* Passage shown:
******************************

Amy Luca, evp, global head of social at Monks (formerly Media.Monks, as of last week), said: “Gen Z is getting all their news through highlights and clips, they’re getting all their sports content through highlights and clips, they’re getting their entertainment content through highlights and clips.”
“Unless you’re super passionate about an Olympic sport, you’re not going to watch it on TV or streaming and pay for it,” she added. “You’re just gonna wait for the highlights on TikTok.”
Phillips agreed. Samsung’s campaign strategy was constructed with younger consumers‘ viewing habits in mind, he said: “We’re trying connect with a Gen Z audience with the campaign, because Gen Z, they don’t really care about the Olympics that much.”
Harley O’Dell, U.K. content partnerships lead, global business marketing, TikTok, said the platform was “already seeing a surge of interest in the games” among users, but declined to share specific figures, or say if it had recorded an increase in ad revenue in the week running up to the Games’ opening ceremony.
Compared even with the last edition of the summer Games, held in Tokyo in 2021, advertisers are operating within “a massively changing media landscape in sports, with content creators, social platforms, and streaming products leading the way,” said Dan Conti, head of sports marketing at media agency PMG.
Alongside the introduction of streaming inventory and programmatic TV buying on Olympics coverage, Paris marks the first summer Olympic Games that TikTok has been present at as a major advertising force. In 2021, for example, social media agency Thyga put aside precisely $0 against the platform. Years later, managing director Charles Ruyant said, it typically took up one third of client media budgets.
“People understand they need to be there,” he said.
If spend is drifting toward TikTok in search of a younger audience, it’s been drifting away from X — seen by many marketers as a destination for live sporting events — for some time. Though typically a minor element of most marketers’ media plans prior to Elon Musk’s takeover, many brands, such as NatWest, now steer clear entirely.
“Four years ago, the conversation was there and X was part of the spend,” said Ruyant. “Now, X is not even being considered.”
At Stagwell media agency Assembly, managing director and head of media Nicole Jennings said that “X has fallen to being mainly an organic channel.”
(X had not responded to a request for comment at the time of publication; an email auto-reply said “Busy now, please check back later.”).

******************************

* Data for analysis:
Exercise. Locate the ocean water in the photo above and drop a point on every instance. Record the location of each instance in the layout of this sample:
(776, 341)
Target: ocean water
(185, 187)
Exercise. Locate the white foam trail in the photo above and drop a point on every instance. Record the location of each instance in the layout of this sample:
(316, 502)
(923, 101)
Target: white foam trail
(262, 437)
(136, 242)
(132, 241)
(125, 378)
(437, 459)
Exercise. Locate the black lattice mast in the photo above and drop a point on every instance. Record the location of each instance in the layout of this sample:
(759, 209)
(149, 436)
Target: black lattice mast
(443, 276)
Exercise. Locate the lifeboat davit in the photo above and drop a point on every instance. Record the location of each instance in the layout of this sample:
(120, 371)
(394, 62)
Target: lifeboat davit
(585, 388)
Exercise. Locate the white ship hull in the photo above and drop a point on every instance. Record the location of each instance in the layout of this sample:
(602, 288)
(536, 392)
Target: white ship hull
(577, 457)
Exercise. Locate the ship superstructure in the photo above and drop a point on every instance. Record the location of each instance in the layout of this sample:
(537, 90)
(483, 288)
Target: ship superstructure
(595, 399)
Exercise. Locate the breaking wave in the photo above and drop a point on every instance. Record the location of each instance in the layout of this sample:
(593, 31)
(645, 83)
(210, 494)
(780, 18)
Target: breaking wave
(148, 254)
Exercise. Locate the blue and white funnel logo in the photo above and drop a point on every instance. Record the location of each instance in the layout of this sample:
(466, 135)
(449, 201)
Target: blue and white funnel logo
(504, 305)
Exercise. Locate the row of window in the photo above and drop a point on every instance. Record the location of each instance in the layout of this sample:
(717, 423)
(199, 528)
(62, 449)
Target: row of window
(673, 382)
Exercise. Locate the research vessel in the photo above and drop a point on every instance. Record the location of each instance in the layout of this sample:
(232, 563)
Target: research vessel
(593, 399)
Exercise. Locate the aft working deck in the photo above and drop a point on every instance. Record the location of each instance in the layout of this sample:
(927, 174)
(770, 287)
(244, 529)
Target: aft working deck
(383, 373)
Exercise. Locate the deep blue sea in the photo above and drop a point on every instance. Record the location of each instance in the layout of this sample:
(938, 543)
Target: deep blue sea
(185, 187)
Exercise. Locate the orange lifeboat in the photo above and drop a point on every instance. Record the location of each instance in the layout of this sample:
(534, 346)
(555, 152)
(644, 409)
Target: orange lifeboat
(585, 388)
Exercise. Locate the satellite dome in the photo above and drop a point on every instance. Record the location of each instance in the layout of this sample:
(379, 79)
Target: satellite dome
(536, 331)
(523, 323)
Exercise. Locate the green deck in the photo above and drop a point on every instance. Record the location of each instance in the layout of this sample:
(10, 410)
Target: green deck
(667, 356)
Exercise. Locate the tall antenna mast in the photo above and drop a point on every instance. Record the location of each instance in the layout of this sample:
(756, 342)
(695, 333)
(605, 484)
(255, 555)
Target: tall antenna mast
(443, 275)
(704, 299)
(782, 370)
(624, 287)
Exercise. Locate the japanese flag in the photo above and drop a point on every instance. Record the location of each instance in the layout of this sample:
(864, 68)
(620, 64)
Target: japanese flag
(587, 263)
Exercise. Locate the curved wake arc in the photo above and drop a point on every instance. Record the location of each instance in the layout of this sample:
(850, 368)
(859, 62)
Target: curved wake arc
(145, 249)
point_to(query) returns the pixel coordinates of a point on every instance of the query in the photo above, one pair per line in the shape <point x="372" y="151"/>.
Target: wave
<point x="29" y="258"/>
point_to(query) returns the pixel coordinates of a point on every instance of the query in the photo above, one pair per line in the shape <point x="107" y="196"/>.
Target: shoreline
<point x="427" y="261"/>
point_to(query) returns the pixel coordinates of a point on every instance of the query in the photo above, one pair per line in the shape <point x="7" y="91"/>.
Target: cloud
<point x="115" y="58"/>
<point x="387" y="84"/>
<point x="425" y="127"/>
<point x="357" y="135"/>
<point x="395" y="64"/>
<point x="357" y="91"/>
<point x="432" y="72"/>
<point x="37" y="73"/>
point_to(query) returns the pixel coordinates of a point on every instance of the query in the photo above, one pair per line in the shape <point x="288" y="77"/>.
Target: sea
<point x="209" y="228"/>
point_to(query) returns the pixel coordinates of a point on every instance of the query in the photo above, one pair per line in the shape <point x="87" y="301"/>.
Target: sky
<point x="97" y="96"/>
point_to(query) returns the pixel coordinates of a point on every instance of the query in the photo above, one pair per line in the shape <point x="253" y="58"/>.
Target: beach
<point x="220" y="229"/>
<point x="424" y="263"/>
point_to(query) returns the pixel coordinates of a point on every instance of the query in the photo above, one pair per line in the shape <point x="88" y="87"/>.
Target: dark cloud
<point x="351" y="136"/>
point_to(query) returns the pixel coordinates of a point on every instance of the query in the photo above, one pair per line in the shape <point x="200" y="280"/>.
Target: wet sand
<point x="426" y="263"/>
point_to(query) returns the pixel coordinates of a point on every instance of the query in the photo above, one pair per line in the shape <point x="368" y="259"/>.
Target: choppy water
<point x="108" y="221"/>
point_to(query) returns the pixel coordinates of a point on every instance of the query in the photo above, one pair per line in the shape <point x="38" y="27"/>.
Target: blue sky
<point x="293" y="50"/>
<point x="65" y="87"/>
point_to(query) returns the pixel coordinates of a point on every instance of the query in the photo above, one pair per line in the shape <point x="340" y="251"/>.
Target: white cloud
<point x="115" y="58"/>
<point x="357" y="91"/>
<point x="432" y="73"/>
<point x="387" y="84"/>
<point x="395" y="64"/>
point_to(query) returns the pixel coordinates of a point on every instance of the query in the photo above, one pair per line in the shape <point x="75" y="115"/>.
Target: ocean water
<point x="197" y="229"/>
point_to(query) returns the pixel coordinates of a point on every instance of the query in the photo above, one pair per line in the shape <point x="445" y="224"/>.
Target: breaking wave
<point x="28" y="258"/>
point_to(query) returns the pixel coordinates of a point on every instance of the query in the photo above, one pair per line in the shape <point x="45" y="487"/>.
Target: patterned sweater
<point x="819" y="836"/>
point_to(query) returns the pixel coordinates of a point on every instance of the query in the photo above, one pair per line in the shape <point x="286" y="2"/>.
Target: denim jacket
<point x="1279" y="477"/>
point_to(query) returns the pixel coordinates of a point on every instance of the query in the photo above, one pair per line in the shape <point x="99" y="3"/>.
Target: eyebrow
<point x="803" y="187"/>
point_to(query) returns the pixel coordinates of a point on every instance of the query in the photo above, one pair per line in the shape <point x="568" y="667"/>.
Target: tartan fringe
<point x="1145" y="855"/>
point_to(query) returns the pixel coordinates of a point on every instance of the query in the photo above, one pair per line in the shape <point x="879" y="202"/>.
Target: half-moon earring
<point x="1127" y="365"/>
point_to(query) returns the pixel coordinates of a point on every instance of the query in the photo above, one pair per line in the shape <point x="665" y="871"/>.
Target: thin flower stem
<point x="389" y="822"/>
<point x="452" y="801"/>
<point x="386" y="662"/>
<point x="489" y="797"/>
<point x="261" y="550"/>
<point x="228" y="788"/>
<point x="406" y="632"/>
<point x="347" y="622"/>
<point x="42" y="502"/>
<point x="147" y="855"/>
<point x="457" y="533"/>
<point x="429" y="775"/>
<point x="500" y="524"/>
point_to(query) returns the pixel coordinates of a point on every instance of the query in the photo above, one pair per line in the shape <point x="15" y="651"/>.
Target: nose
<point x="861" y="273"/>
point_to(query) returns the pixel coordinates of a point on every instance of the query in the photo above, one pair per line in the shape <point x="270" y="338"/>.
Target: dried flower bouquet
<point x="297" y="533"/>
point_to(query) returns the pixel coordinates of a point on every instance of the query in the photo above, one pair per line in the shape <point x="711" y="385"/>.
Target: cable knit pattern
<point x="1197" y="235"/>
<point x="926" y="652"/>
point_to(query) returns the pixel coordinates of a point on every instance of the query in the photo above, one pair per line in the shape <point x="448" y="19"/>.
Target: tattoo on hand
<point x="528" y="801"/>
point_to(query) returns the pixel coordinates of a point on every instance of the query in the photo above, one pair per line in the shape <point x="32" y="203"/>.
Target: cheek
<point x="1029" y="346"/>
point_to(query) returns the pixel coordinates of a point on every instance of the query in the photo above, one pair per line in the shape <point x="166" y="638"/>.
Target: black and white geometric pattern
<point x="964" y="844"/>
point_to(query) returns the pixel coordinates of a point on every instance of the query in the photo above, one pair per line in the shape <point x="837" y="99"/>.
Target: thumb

******************************

* Work required: Condense the paragraph of the Olympics advertising text that begins "Alongside the introduction of streaming inventory" into a brief bulleted list that keeps its main facts.

* Response to this task:
- Olympics coverage now offers streaming inventory and programmatic TV buying.
- Paris is the first summer Olympics where TikTok is a major advertising force.
- In 2021, social media agency Thyga allocated $0 to TikTok.
- Years later, according to managing director Charles Ruyant, TikTok typically took up one third of client media budgets.